▸ Written tasks
a. According to the Mt. Fuji travel passage, how high above sea level does Mt. Fuji rise?
b. Extend the Mt. Fuji travel passage past its last sentence, keeping its tone and first-hand voice.

▸ Passage given
########################################
At the Pokémon Center Tokyo — where Rayquaza rules the ceiling and childhood never ends

Mt. Fuji: Standing at the Roof of Japan
No journey through Japan would be complete without a pilgrimage to its most sacred and iconic landmark: Mt. Fuji. Rising to 3,776 metres above sea level, Japan’s highest peak is a UNESCO World Heritage Site, a Shinto sacred site, and quite simply one of the most beautiful natural formations on Earth.

Mt. Fuji 5th Station at 2,305m — October 9, 2025. Welcome to Japan’s greatest mountain!

Reaching the 5th Station (Gogome) at 2,305 metres on 9 October 2025 is an achievement worth celebrating with arms spread wide and heart full. The air here is noticeably thinner, the temperature crisp and sharp, and the views are staggering. There is something profoundly humbling about standing on the slopes of Mt. Fuji. The Japanese have venerated this mountain for millennia, and in that moment — the cool wind on your face, the vast sky above, the world impossibly far below — you understand completely why.
########################################
▸ Information given

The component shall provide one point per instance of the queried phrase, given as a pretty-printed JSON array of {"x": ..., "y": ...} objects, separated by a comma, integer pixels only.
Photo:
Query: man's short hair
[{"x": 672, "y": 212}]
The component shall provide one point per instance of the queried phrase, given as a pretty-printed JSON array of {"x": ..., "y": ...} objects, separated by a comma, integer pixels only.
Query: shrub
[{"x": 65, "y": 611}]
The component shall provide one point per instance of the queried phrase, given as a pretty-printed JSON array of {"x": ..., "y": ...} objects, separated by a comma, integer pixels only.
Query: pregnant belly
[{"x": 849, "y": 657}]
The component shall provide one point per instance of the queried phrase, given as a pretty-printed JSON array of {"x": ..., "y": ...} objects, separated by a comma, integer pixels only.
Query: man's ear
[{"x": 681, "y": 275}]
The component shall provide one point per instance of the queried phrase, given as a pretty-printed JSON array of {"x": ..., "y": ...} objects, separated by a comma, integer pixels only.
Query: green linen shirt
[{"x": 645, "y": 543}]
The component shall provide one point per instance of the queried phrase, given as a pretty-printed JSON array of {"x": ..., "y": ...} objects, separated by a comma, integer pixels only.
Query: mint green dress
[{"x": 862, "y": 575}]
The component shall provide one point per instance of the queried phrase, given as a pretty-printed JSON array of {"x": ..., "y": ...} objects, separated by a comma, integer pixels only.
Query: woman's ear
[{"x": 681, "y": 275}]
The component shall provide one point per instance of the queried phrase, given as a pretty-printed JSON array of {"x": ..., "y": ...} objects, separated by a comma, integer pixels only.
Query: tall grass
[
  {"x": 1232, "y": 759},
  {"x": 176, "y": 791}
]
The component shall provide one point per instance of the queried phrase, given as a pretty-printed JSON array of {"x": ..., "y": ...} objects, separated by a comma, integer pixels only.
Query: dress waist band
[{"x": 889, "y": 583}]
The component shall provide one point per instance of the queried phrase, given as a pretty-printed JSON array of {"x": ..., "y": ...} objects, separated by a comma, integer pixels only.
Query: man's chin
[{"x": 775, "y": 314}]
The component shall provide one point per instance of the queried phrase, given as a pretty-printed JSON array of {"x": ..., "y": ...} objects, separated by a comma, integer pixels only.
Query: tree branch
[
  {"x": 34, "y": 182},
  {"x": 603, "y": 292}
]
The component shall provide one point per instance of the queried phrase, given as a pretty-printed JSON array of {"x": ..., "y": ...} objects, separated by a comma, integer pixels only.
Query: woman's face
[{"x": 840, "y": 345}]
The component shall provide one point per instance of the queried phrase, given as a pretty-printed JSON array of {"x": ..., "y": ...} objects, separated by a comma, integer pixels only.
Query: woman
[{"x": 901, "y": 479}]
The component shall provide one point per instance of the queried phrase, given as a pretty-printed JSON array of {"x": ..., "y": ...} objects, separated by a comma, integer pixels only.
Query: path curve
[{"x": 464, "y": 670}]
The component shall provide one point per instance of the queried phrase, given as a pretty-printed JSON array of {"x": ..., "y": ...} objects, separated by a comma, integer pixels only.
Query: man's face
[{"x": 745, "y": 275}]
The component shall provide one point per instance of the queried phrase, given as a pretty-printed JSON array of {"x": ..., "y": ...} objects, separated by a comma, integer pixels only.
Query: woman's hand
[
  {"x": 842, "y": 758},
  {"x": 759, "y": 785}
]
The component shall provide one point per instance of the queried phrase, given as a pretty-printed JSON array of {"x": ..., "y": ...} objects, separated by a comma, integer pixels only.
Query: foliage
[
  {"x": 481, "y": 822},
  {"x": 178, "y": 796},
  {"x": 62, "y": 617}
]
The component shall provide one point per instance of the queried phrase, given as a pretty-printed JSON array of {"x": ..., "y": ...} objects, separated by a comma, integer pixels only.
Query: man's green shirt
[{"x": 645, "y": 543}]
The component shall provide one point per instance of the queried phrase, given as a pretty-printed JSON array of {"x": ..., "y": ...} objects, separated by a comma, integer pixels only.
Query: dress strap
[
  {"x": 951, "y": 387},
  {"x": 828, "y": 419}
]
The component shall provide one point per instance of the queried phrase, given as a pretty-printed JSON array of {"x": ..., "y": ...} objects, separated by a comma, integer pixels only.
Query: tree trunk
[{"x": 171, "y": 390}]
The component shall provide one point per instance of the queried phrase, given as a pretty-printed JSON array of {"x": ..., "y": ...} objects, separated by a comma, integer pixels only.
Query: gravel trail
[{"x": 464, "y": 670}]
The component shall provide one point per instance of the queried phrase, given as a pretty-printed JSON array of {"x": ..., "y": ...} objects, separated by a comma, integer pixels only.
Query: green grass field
########################################
▸ Per-task answers
a. 3,776 meters

b.
Why Japan Will Call You Back
Japan is a country of contradictions that somehow feel entirely harmonious. It is ancient and futuristic, frenetic and serene, deeply familiar and utterly unlike anywhere else on Earth. In a single day you can walk through a tunnel of thousand-year-old torii gates, board a train that travels faster than sound seems to travel in some countries and stand in a shop dedicated entirely to the cultural legacy of a cartoon monster.

What stays with you after Japan is not just the photographs — though those are extraordinary. It’s the feeling: the quiet respect for ritual and craft, the astonishing precision of everything from train timetables to bento box arrangements, and the warmth that hides just beneath a famously reserved surface. The woman in the kimono who stopped to smile for a photo. The station master who bowed as the train departed. Japan does not just welcome you. It changes you.

And long after you return home, you will find yourself, unbidden, thinking: “I need to go back.”